Segment Start: Data for the task
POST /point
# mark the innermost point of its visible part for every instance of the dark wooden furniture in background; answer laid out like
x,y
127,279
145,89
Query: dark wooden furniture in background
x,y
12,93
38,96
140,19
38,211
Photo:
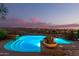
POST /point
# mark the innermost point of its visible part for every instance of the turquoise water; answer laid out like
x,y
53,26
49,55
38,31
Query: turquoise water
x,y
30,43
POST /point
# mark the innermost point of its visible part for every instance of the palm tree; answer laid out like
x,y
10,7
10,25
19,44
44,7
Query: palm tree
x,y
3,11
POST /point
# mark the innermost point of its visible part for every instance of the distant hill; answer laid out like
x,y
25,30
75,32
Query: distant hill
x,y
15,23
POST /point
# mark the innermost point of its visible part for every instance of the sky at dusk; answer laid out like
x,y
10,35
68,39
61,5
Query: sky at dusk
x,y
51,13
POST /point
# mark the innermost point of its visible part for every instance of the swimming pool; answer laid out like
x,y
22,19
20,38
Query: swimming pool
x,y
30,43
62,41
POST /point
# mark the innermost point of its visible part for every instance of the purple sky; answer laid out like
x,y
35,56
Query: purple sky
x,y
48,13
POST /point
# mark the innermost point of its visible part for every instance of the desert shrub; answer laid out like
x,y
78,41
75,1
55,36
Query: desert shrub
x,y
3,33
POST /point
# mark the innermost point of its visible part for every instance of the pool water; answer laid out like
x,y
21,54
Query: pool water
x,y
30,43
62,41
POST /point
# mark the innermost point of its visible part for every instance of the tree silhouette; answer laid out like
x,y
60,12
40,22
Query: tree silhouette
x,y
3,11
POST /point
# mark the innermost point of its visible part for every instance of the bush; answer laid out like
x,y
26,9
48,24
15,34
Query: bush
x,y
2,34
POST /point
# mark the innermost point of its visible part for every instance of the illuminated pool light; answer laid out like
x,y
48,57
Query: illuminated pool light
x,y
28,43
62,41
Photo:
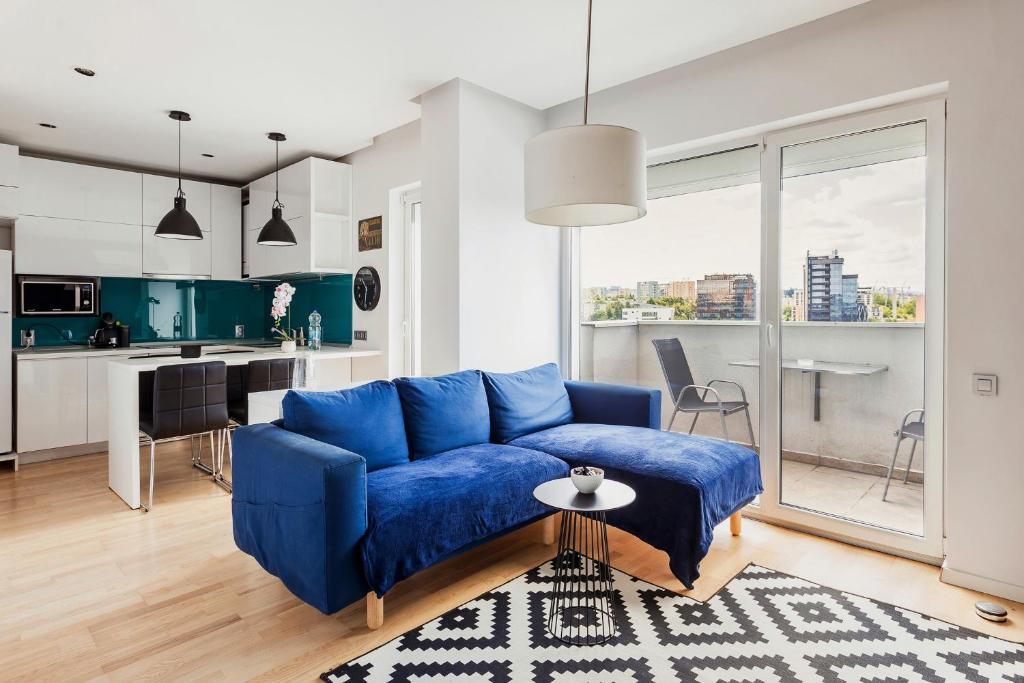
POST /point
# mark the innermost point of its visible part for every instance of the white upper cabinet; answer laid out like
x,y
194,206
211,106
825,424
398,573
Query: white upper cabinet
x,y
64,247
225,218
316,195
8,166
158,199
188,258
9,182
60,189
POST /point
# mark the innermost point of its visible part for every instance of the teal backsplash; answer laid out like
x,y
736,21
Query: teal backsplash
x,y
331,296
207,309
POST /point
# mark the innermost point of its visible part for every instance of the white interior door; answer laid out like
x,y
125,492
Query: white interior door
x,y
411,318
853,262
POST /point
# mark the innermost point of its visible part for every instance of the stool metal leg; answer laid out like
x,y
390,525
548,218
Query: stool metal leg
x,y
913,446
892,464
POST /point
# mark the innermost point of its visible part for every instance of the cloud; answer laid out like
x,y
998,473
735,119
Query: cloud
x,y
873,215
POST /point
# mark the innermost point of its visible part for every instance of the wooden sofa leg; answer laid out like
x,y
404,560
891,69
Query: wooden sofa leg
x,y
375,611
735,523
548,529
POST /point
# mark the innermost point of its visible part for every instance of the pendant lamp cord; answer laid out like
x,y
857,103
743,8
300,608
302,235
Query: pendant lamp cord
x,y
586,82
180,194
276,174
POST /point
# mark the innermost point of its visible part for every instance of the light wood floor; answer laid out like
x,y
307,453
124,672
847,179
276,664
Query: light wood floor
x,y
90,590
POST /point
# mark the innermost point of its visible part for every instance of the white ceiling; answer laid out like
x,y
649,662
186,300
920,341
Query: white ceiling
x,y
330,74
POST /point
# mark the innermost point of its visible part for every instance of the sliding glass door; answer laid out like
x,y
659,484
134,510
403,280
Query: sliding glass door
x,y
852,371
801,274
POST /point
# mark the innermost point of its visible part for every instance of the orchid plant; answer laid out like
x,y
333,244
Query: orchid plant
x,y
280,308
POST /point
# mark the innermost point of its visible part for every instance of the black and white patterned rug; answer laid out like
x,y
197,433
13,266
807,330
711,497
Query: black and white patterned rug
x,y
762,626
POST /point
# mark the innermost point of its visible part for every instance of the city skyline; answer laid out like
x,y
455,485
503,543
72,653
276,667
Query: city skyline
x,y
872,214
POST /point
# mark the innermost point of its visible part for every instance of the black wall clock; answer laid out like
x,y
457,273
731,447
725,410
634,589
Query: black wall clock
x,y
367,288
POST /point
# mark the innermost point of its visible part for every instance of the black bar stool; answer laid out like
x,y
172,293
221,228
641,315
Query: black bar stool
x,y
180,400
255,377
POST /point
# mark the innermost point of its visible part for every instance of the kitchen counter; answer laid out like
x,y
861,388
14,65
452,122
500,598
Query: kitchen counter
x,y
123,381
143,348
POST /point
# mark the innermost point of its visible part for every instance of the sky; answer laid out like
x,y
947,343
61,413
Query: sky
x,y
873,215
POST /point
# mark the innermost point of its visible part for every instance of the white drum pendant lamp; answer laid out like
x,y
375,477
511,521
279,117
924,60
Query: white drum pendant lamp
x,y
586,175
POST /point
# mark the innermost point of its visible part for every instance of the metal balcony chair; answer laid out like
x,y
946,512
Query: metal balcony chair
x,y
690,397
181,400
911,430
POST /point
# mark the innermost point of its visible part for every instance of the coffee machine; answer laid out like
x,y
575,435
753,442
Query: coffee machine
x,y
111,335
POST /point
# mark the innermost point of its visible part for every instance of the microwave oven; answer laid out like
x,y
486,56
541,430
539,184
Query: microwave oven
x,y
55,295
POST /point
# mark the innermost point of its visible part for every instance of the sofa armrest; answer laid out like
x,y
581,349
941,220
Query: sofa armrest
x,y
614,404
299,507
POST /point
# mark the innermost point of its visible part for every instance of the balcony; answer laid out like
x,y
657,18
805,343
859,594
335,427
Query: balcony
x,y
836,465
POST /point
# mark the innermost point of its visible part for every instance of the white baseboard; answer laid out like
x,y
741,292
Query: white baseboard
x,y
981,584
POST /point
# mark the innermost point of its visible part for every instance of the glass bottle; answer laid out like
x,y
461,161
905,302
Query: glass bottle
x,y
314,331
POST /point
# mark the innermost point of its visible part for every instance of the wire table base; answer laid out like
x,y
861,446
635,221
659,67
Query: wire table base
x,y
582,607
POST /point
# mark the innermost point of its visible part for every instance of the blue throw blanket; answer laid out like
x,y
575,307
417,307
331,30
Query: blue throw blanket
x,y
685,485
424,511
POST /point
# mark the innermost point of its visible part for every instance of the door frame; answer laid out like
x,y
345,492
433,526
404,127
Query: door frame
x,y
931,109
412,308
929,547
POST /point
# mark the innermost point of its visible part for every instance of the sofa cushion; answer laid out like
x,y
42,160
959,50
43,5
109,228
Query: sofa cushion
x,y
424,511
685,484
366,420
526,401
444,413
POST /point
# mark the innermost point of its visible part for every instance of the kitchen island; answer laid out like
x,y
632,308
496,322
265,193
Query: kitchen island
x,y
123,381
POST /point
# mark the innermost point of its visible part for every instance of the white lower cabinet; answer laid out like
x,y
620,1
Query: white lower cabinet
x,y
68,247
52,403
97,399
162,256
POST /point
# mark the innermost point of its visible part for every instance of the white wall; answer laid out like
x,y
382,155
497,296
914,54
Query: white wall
Segment End: Data for the task
→ About this exercise:
Exclude the images and output the lines above exactly.

→ Exercise response:
POST /point
# mark the innermost point of its visible part for every instance of the dark wooden furniture in background; answer laid out like
x,y
127,279
145,89
Query: dark wooden furniture in background
x,y
12,93
38,96
140,19
38,211
Photo:
POST /point
# mark the innermost point of its visible part for every instance of the turquoise water; answer laid out like
x,y
53,26
49,55
38,31
Query: turquoise water
x,y
30,43
POST /point
# mark the innermost point of its visible part for every instance of the palm tree; answer laid out like
x,y
10,7
10,25
19,44
44,7
Query: palm tree
x,y
3,11
POST /point
# mark the innermost point of its visible part for every instance of the distant hill; answer laid out like
x,y
25,30
75,32
Query: distant hill
x,y
15,23
POST /point
# mark the innermost point of its visible part for every instance of the sky at dusk; answer laid out like
x,y
10,35
68,39
61,5
Query: sky at dusk
x,y
51,13
POST /point
# mark the innermost point of its visible part for every instance of the swimming pool; answer laid out like
x,y
22,19
20,38
Query: swimming pool
x,y
30,43
62,41
POST /point
# mark the innermost point of its visible part for every instance of the purple sky; answer laid out like
x,y
35,56
Query: purple sky
x,y
48,13
POST /point
# mark the innermost point of its visible part for every instance of the desert shrub; answer laid out like
x,y
78,41
75,1
55,36
Query: desert shrub
x,y
3,33
POST /point
# mark the innermost point of its visible part for every instance of the pool water; answer laid out like
x,y
21,54
Query: pool water
x,y
30,43
62,41
POST /point
# mark the innermost point of its visible part for every instance of the tree silhouette; answer laid out like
x,y
60,12
40,22
Query: tree silhouette
x,y
3,11
POST /point
# mark the innermost point of its visible part for every instance of the bush; answer laid out like
x,y
26,9
48,24
15,34
Query: bush
x,y
2,34
POST /point
# mark the innermost point of its visible part for every instance of the illuminated pool light; answer laid out like
x,y
48,57
Query: illuminated pool light
x,y
28,43
62,41
Photo:
POST /point
# mark the innermost point of its visible part for every instance of the white upper cabinet; answer laid out like
x,y
194,206
211,106
825,424
398,573
Query: white upper cabinet
x,y
64,247
225,218
316,195
8,166
158,199
188,258
9,182
60,189
POST /point
# mark the innermost point of its visible part for every instance of the teal backsplash; answer laid out like
x,y
736,21
Query: teal backsplash
x,y
331,296
207,309
POST /point
# mark the innermost point of its visible part for every instance of the white interior door; answer laid out like
x,y
125,492
Query: white interior door
x,y
411,318
853,262
POST /point
# mark the innermost point of its visible part for every instance of the stool metal leg; answer laid out like
x,y
390,525
548,218
Query: stool metal leg
x,y
913,446
892,464
POST /point
# mark the innermost point of its visible part for every instance of the cloud; answer laid out like
x,y
998,473
735,119
Query: cloud
x,y
873,215
POST /point
# mark the innermost point of its visible part for every instance of the wooden sofa leg; answer laid out like
x,y
404,560
891,69
Query: wooden sofa leg
x,y
375,611
735,523
548,529
POST /point
# mark the innermost point of its visible part for every instance of the pendant lamp cord; answer laid out like
x,y
857,103
743,8
300,608
302,235
Query: pendant lamp cord
x,y
586,82
180,194
276,174
POST /point
# mark the innermost point of its visible part for every instance of the light wood floor; answer laid out like
x,y
307,453
124,672
847,179
276,664
Query: light wood floor
x,y
90,590
POST /point
# mark the innermost point of its visible part for every instance of the white ceiling; answer laid out like
x,y
649,662
186,300
920,341
Query: white ceiling
x,y
330,74
POST /point
# mark the innermost point of its visible part for every instance of the sliding glass door; answer laid out like
x,y
659,484
134,510
403,280
Query: sliding glass door
x,y
852,371
801,274
POST /point
# mark the innermost point of its visible part for every instance of the orchid plant; answer laid out like
x,y
333,244
Query: orchid plant
x,y
280,308
POST /point
# mark the innermost point of its visible part for every instance of the black and white patterned rug; answer laid out like
x,y
197,433
13,266
807,330
711,497
Query: black and white patterned rug
x,y
762,626
POST /point
# mark the innermost point of its visible part for every instance of the city skyline; answer laid out like
x,y
455,485
503,543
72,653
276,667
Query: city skyline
x,y
872,214
POST /point
# mark the innermost point of its visible part for every instance of the black wall clock; answer laid out like
x,y
457,273
731,447
725,410
634,589
Query: black wall clock
x,y
367,288
POST /point
# mark the innermost point of its visible part for every instance of the black bar stool; answer laid out like
x,y
172,293
221,228
641,315
Query: black bar stool
x,y
180,400
255,377
POST /point
# mark the innermost point of its visible part for every instance of the kitchen counter; answer laid out like
x,y
861,388
14,65
452,122
500,598
Query: kitchen counter
x,y
123,381
143,348
POST /point
# mark the innermost point of its visible part for every instance of the sky; answer laid out like
x,y
947,343
61,413
Query: sky
x,y
873,215
POST /point
# mark the innermost point of its visible part for every instance of the white drum pendant lamp; answer laid out like
x,y
375,477
511,521
279,117
924,60
Query: white drum pendant lamp
x,y
586,175
POST /point
# mark the innermost point of its visible part for every instance of the metal balcony chair; answer laid out like
x,y
946,512
Query: metal balcony chair
x,y
690,397
181,400
911,430
POST /point
# mark the innermost point of its visible part for every instance of the coffee machine; answer laid out like
x,y
575,435
753,442
Query: coffee machine
x,y
111,335
POST /point
# mark the innermost point of its visible part for every instance of the microwave oven; answer laid out like
x,y
486,56
541,430
539,184
Query: microwave oven
x,y
55,295
POST /point
# mark the innermost point of its visible part for every instance of the sofa armrest; answer laid out like
x,y
581,349
941,220
Query: sofa armrest
x,y
614,404
299,507
POST /point
# mark the innermost point of its visible part for every instance of the balcony; answer laid out like
x,y
657,18
805,343
859,594
335,427
Query: balcony
x,y
836,465
POST /point
# mark the innermost point of its visible part for every instance of the white baseboard; answer laid out like
x,y
741,292
Query: white baseboard
x,y
981,584
POST /point
# mark the innermost point of its visible part for every instance of the glass bottle; answer laid out like
x,y
461,161
905,302
Query: glass bottle
x,y
314,331
POST /point
# mark the innermost point of its visible part for every instance of the wire table base; answer laid out like
x,y
861,446
635,221
659,67
Query: wire table base
x,y
582,607
POST /point
# mark the innermost point of its visible part for every instance of the blue throw blanket; answer laid out like
x,y
575,307
417,307
331,30
Query: blue throw blanket
x,y
685,485
424,511
POST /point
# mark the innermost point of its visible part for every instance of the door frame; answer laid out like
x,y
345,492
433,526
404,127
Query: door frame
x,y
931,109
412,308
929,547
POST /point
# mark the innermost point of its visible part for every instance of the sofa cushion; answer laid out like
x,y
42,160
959,50
43,5
109,228
Query: sofa cushion
x,y
424,511
685,484
366,420
526,401
444,413
POST /point
# mark the innermost point of its visible part for every instance of the kitchen island; answer laid out like
x,y
632,308
496,322
265,193
Query: kitchen island
x,y
123,381
POST /point
# mark the innermost point of its visible part for every instance of the white lower cabinet; answer laid out like
x,y
620,1
Query: white lower cabinet
x,y
68,247
52,403
97,399
162,256
POST /point
# mark the innermost point of its visible part for every instance of the white wall; answer laid out like
x,y
382,155
497,296
914,54
Query: white wall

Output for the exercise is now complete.